## Raw records
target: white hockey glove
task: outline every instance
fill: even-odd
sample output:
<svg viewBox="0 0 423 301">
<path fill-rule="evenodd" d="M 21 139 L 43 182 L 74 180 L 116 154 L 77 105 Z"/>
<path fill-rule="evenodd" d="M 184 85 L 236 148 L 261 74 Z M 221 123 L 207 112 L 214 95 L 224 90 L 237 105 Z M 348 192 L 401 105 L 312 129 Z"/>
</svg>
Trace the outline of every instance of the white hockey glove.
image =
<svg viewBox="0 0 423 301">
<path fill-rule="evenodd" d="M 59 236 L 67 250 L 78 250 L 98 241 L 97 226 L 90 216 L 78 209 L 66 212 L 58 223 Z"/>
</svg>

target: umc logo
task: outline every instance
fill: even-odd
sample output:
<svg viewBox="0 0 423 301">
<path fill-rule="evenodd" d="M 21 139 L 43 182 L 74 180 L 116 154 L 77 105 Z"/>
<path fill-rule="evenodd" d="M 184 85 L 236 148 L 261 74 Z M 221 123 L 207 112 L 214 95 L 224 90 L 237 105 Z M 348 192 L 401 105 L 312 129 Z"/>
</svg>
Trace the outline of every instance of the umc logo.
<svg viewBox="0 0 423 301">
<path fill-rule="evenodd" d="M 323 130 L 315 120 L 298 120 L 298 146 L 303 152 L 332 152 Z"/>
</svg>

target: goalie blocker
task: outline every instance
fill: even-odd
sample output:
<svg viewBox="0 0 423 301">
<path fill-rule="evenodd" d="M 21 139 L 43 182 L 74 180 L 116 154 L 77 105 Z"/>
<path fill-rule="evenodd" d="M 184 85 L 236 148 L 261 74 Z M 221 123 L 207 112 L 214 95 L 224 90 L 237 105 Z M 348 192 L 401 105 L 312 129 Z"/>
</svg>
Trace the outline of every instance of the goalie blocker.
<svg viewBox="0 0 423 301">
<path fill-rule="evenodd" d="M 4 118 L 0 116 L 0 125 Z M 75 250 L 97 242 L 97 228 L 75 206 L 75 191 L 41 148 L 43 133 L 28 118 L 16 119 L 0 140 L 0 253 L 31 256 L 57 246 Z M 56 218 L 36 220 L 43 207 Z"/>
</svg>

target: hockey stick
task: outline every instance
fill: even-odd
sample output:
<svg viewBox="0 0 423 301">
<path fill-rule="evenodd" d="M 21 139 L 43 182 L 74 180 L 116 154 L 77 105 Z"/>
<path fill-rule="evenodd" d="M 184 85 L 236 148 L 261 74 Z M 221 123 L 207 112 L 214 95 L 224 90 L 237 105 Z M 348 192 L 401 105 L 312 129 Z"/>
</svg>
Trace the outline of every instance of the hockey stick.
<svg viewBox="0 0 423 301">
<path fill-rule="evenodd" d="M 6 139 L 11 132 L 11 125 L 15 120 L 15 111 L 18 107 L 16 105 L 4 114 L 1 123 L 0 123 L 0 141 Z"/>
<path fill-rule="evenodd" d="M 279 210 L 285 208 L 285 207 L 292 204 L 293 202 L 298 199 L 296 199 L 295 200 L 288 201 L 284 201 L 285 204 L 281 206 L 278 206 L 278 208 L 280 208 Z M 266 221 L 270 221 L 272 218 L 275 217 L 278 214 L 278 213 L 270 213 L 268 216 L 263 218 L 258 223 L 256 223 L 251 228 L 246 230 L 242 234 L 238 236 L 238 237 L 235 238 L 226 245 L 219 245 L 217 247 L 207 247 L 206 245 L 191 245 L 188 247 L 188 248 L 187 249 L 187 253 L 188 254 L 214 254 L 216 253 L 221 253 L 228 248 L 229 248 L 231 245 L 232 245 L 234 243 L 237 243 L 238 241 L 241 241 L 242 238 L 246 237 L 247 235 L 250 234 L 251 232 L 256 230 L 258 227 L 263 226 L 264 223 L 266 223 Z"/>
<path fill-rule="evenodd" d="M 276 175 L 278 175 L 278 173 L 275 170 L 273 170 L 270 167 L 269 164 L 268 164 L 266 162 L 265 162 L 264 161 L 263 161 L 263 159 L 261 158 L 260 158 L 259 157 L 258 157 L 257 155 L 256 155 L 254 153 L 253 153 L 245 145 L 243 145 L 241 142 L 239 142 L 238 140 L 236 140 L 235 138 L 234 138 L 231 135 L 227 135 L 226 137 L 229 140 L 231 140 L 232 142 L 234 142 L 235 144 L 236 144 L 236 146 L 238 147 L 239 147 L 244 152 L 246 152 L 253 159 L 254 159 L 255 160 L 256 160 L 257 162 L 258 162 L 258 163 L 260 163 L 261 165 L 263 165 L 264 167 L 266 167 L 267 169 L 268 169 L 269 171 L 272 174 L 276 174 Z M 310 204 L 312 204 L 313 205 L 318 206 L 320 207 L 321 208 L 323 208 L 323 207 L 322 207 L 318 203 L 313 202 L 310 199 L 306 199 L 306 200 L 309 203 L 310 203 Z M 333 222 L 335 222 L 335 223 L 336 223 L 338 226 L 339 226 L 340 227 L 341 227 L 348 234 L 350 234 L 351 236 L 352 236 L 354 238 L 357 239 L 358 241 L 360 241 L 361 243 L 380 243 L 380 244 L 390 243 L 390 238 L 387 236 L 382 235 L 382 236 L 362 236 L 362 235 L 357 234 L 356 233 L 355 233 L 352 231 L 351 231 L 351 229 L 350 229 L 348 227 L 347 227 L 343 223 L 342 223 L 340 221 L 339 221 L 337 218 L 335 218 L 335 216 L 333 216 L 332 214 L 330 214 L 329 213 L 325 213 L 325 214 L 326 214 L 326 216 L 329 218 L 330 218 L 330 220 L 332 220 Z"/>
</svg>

## Short problem
Please convert the whole listing above into a JSON list of strings, one string per line, with blank lines left out.

## Response for this exercise
[
  "target: white hockey glove",
  "task: outline every instance",
  "fill: even-odd",
  "sample output:",
  "<svg viewBox=\"0 0 423 301\">",
  "<path fill-rule=\"evenodd\" d=\"M 21 139 L 43 182 L 74 180 L 116 154 L 77 105 Z\"/>",
  "<path fill-rule=\"evenodd\" d=\"M 184 85 L 236 148 L 261 74 Z M 221 123 L 207 112 L 214 95 L 224 90 L 237 105 Z M 348 192 L 401 105 L 312 129 Z\"/>",
  "</svg>",
  "Trace the outline of every instance of the white hockey glove.",
  "image =",
  "<svg viewBox=\"0 0 423 301\">",
  "<path fill-rule=\"evenodd\" d=\"M 59 236 L 67 250 L 78 250 L 98 241 L 97 226 L 90 216 L 78 209 L 66 212 L 58 223 Z\"/>",
  "</svg>",
  "target: umc logo",
  "task: outline every instance",
  "fill: even-odd",
  "sample output:",
  "<svg viewBox=\"0 0 423 301\">",
  "<path fill-rule=\"evenodd\" d=\"M 21 139 L 43 182 L 74 180 L 116 154 L 77 105 Z\"/>",
  "<path fill-rule=\"evenodd\" d=\"M 184 85 L 236 148 L 261 74 Z M 221 123 L 207 112 L 214 95 L 224 90 L 237 105 Z M 348 192 L 401 105 L 312 129 Z\"/>",
  "</svg>",
  "Trace the outline of every instance of the umc logo.",
  "<svg viewBox=\"0 0 423 301\">",
  "<path fill-rule=\"evenodd\" d=\"M 323 130 L 315 120 L 298 120 L 298 146 L 303 152 L 332 152 Z\"/>",
  "</svg>",
  "target: goalie blocker",
  "task: outline every instance",
  "fill: even-odd",
  "sample output:",
  "<svg viewBox=\"0 0 423 301\">",
  "<path fill-rule=\"evenodd\" d=\"M 21 139 L 43 182 L 74 180 L 116 154 L 77 105 Z\"/>",
  "<path fill-rule=\"evenodd\" d=\"M 184 85 L 236 148 L 261 74 Z M 221 123 L 207 112 L 214 95 L 224 90 L 237 105 Z M 348 192 L 401 105 L 312 129 Z\"/>",
  "</svg>",
  "Trace the outline of every instance of the goalie blocker.",
  "<svg viewBox=\"0 0 423 301\">",
  "<path fill-rule=\"evenodd\" d=\"M 4 118 L 0 116 L 0 125 Z M 75 250 L 97 242 L 97 228 L 75 206 L 75 191 L 41 148 L 43 133 L 28 118 L 16 119 L 0 140 L 0 253 L 31 256 L 57 246 Z M 56 218 L 36 220 L 43 207 Z\"/>",
  "</svg>",
  "target: hockey stick",
  "task: outline every instance",
  "fill: even-odd",
  "sample output:",
  "<svg viewBox=\"0 0 423 301\">",
  "<path fill-rule=\"evenodd\" d=\"M 21 139 L 43 182 L 74 180 L 116 154 L 77 105 Z\"/>",
  "<path fill-rule=\"evenodd\" d=\"M 184 85 L 236 148 L 261 74 Z M 221 123 L 207 112 L 214 95 L 224 90 L 237 105 Z M 348 192 L 401 105 L 312 129 Z\"/>",
  "</svg>",
  "Trace the outline of every instance of the hockey stick.",
  "<svg viewBox=\"0 0 423 301\">",
  "<path fill-rule=\"evenodd\" d=\"M 6 139 L 11 132 L 11 125 L 15 120 L 15 111 L 18 107 L 16 105 L 4 114 L 1 123 L 0 123 L 0 141 Z\"/>",
  "<path fill-rule=\"evenodd\" d=\"M 279 210 L 285 208 L 285 207 L 292 204 L 293 202 L 298 199 L 296 199 L 295 200 L 288 201 L 284 201 L 285 204 L 281 206 L 278 206 L 278 208 L 280 208 Z M 266 221 L 270 221 L 272 218 L 275 217 L 278 214 L 278 213 L 270 213 L 268 216 L 263 218 L 258 223 L 256 223 L 251 228 L 246 230 L 242 234 L 238 236 L 238 237 L 235 238 L 226 245 L 219 245 L 217 247 L 207 247 L 206 245 L 191 245 L 188 247 L 188 248 L 187 249 L 187 253 L 188 254 L 214 254 L 216 253 L 221 253 L 228 248 L 229 248 L 231 245 L 232 245 L 234 243 L 237 243 L 238 241 L 241 241 L 242 238 L 246 237 L 247 235 L 250 234 L 251 232 L 256 230 L 258 227 L 263 226 L 264 223 L 266 223 Z\"/>",
  "<path fill-rule=\"evenodd\" d=\"M 276 175 L 278 175 L 278 173 L 275 170 L 273 170 L 270 167 L 269 164 L 268 164 L 266 162 L 265 162 L 264 161 L 263 161 L 263 159 L 261 158 L 260 158 L 259 157 L 258 157 L 257 155 L 256 155 L 254 153 L 253 153 L 245 145 L 243 145 L 241 142 L 239 142 L 238 140 L 236 140 L 235 138 L 234 138 L 231 135 L 227 135 L 226 137 L 229 140 L 231 140 L 232 142 L 234 142 L 235 144 L 236 144 L 236 146 L 238 147 L 239 147 L 244 152 L 246 152 L 253 159 L 254 159 L 255 160 L 256 160 L 257 162 L 258 162 L 258 163 L 260 163 L 261 165 L 263 165 L 264 167 L 266 167 L 267 169 L 268 169 L 269 171 L 272 174 L 276 174 Z M 310 204 L 312 204 L 313 205 L 318 206 L 320 207 L 321 208 L 323 208 L 323 207 L 322 207 L 318 203 L 313 202 L 310 199 L 306 199 L 306 200 L 309 203 L 310 203 Z M 333 222 L 335 222 L 335 223 L 336 223 L 338 226 L 339 226 L 340 227 L 341 227 L 348 234 L 350 234 L 351 236 L 352 236 L 354 238 L 357 239 L 358 241 L 360 241 L 361 243 L 380 243 L 380 244 L 390 243 L 390 238 L 387 236 L 382 235 L 382 236 L 362 236 L 362 235 L 357 234 L 356 233 L 355 233 L 352 231 L 351 231 L 351 229 L 350 229 L 348 227 L 347 227 L 343 223 L 342 223 L 340 221 L 339 221 L 337 218 L 335 218 L 335 216 L 333 216 L 332 214 L 330 214 L 329 213 L 325 213 L 325 214 L 326 214 L 326 216 L 329 218 L 330 218 L 330 220 L 332 220 Z\"/>",
  "</svg>"
]